# Goal
Rewrite the records below, from the line with "Target: black suv" up to and including the last line, swapping "black suv" for "dark suv" and keeping everything else the same.

# Input material
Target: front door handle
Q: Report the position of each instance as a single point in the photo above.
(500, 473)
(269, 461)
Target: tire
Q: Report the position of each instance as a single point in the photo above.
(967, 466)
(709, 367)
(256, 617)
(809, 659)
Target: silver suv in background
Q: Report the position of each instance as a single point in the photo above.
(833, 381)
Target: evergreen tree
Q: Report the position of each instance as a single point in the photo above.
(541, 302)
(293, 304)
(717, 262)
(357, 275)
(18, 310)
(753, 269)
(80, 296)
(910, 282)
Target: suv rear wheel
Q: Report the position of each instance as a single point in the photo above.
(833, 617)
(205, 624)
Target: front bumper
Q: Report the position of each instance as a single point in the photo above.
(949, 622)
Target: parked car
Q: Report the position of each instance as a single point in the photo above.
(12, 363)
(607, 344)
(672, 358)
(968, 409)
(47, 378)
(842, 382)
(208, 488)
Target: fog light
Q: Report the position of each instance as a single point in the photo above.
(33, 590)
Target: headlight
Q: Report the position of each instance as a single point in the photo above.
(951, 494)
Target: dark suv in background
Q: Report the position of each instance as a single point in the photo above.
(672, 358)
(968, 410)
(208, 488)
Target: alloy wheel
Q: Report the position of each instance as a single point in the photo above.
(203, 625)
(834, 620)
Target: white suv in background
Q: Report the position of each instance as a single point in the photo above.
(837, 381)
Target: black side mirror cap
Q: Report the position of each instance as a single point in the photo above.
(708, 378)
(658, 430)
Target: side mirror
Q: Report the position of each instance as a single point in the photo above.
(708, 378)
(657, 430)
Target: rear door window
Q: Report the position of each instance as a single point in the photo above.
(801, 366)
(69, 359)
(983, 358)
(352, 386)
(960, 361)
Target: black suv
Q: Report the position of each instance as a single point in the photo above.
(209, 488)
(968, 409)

# Completed exercise
Target: dark suv
Q: Report the position of each instance as a single point in the photo above.
(209, 488)
(968, 409)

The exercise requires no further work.